───── Page ─────

Friday, December 31, 2010

2010 is over so I'm gonna write a cliche blog about it

First of all, this:
the best playlist ever.

Sooooo it's sunny and cold out and I love this weather so much and it has put me in such a good mood that I'm gonna write about good things instead of bad ones.  Here Comes the Sun is playing and it couldn't be more appropriate for my life, for everything right now.  2011 will be the last full year of my life where I live at home, and it will also be the end of 2010 which was definitely the hardest year of my life, but also one of the best.   The difficult things include the entire month of January and learning to speak Arabic at Kent State, and although I would never change how Kent went, I would definitely make a few adjustments to January of 2010.  I think that when you're happy, you're supposed to say that you wouldn't change a thing, but I would. There are a few things that I would be better for changing, but I can't and that's okay too.

2010 was one of the best years because of the more full person I became.  I became a little more aware of the world around me and of the opportunities offered to me and I would like to think I'm a nicer person.  I figured out that I really like photography even though I know very little about it.  I also realized that my thoughts matter and I started writing them down.  I started picking what to care about instead of caring because I thought I had to.  I realized that I don't have to do anything anyone tells me to, I only have to do what I want to do to be happy.  Whatever that happiness I'm looking for ends up being still has yet to be found, and I doubt I'll find it this coming year or even in the year after that, but that's still pretty okay that at least I know it's coming.

I've been hearing it often said that you shouldn't have to wait until a new year in order to change and I guess that's true but I like to think that a new year actually will bring brighter times.  So my resolutions that I probably will feel no compelling force to complete except the first are:
1.  At the end of 2011, I want to have 365 pictures showing my life in a year.
2.  I want to start a dailybooth!
3.  To exercise sometimes maybe, I don't know.
4.  To be less lazy and do more things even if they do require getting out of bed.
5.  To read twenty books.  I don't really read at all right now so this is probably the one I'm going to have the most trouble keeping.
6.  To start a collab channel on youtube with my big brother, Beau!
7.  To get into college.

Okay so maybe 7 things to do in 2011 shouldn't be that difficult.  But anyways it's getting close to two thousand tino time.  Oh wait, I mean two thousand eleven time.

Monday, December 13, 2010

All my sources for my crappy research paper are online.

Ironically, I really support written works being in print.  It's ironic because I actually almost never read things in print, and I don't prefer writing to typing either.  It's my generation that's ruining printed works though, and I feel like we mask it by saying that computers are more efficient, which they would be if it weren't for that they are.  Computers are efficient for everything and that in itself is an issue.  When I open my laptop and log in, I do a few things before opening my online textbooks.

─────

→ Directives:
• A. Answer these questions from the blog:
(i) What language did the writer learn at Kent State?
(ii) How many pictures does the writer want to have by the end of 2011?
(iii) What is the name of the writer's big brother?
• B. Write out the part of the blog that opens with the words containing "I've been hearing" and closes with "start a dailybooth!".
• C. Continue the blog's December 13 post about research sources and printed works, starting right after its last sentence.
The lines that come next are separate material and have no connection to the blog.

───── Supplied data ─────

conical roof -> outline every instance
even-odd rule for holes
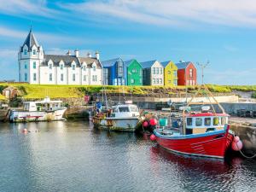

─────

→ Results:
• A.
(i) Arabic
(ii) 365
(iii) Beau

• B.
I've been hearing it often said that you shouldn't have to wait until a new year in order to change and I guess that's true but I like to think that a new year actually will bring brighter times.  So my resolutions that I probably will feel no compelling force to complete except the first are:
1.  At the end of 2011, I want to have 365 pictures showing my life in a year.
2.  I want to start a dailybooth!

• C.
Yeah, online textbooks.  This year I don't have as many online as I did last year, but last year I basically didn't even need a backpack because I was able to just access it all from my computer.

Anyways, I log on and I open up some music, usually some obscure hipster indie bullshit playlist from 8tracks.com, I check facebook, and I check my youtube subscriptions.  And all of these things are so convenient just sitting inside my laptop's brain waiting to be seen by me that I really don't even get back to the thought of homework until I've already been on my laptop for an hour.  Having all of these things so accessible is awesome, but them being this accessible and being in the same place sucks because it's so easy to be distracted from my original task. I can't get through homework without wondering what's going on on facebook or wanting to listen to Bowl of Oranges by Bright Eyes just one more time.

I understand why no one wants to read anymore.  A lot of us teenagers are too busy being bombarded by other information than to be reading an actual real book.  Facebook is nothing if not just information and though it's actually very boring information that will never matter, we all care about it together.  Spending an hour on the internet can get you a lot more information than can an hour of reading a book, or so it may seem.  The ratio of information payoff vs. time consumed of a book is way different than the information payoff vs. time consumed googling the plot and characters.  But who even bothers to read the sparknotes anymore because if you don't give enough shit to read the actual book then why even read the sparknotes. Who cares.

So yeah there's the whole time consuming aspect of reading a book, which is too bad considering that if I took all the time I put into facebook and picked up a book instead, I would have it finished within the week.  Maybe I'll do that.   And a book would be more worth my time anyways.  

And although I do actually spend time reading newspapers because over the summer I found out how sad ignorance can be, I pretty much only read online newspapers, partly because I like newspapers from England better than ones from America, but also partly because it's much more efficient because theres no cumbersome huge evil pages to flip through.  (Why do newspaper pages have to be so big.  Why can't they just make magazines every day on newspaper paper without staples but with a table of contents.  Such a better idea than normal newspapers, why hasn't anyone contacted me about my brilliance yet.)  

But the thing about written works being online that scares me the most is the ability to lie about what one wrote.  It's so easy to delete a source and pretend like it just never happened in the first place when it's on the internet, and that's a lot more simple than book burnings for sure.  It's kind of what happened in 1984, with the government choosing which information we are privy to.  Though I am not accusing the government of doing this, it is other people choosing which information we are privy to, and anyone can publish to the internet and say what they're saying is true.  

This whole argument is weirdish because anyone can print their words and say they're true too, but there's a lot more respect about what you write and sell in bookstores than there is on the internet.  

NOTHING MAKES SENSE.  

I wish I knew how to pick a side and be vehement for it EVER because I actually just sit in my room a lot and argue with myself.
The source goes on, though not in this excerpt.